Count up the lines below containing the word "BATCH", and give the result with no other words.
RECORD EXCERPTS: Begin
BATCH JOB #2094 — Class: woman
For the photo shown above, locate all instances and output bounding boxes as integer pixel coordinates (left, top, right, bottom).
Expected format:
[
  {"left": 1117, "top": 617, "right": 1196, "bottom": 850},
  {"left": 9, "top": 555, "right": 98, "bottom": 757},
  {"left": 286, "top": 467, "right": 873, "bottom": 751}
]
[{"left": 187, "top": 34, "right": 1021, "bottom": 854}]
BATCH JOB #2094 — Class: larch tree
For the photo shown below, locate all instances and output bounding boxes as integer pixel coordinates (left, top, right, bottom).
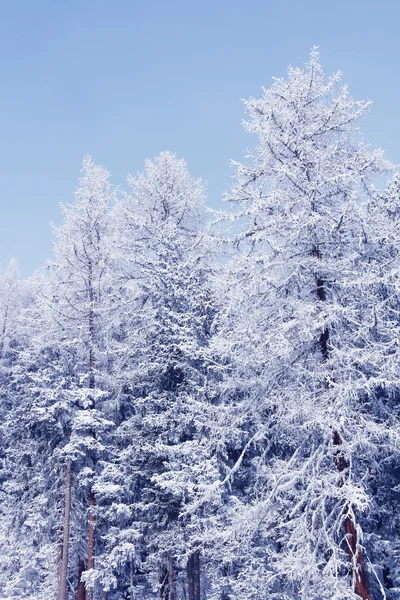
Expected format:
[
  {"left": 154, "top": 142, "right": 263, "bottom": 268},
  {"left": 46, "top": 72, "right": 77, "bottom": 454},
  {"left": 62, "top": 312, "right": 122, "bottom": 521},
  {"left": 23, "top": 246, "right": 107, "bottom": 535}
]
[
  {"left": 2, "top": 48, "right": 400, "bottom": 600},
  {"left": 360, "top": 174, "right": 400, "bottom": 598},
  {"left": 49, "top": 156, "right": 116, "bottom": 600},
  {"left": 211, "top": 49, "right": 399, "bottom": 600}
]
RECORD EXCERPTS: End
RECORD EXCERPTS: Begin
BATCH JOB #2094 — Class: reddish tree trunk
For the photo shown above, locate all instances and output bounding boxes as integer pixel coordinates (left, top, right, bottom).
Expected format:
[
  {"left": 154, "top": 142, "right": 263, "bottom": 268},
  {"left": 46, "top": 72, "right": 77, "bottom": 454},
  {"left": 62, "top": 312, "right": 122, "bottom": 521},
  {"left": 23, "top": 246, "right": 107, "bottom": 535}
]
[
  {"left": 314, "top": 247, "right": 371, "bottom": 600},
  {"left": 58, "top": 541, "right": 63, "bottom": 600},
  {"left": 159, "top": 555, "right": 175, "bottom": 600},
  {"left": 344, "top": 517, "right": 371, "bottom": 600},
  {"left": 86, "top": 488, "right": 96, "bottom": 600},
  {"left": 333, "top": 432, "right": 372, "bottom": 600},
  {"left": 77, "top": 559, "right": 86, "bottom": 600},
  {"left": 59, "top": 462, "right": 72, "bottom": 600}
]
RECORD EXCERPTS: End
RESPONSE BOX:
3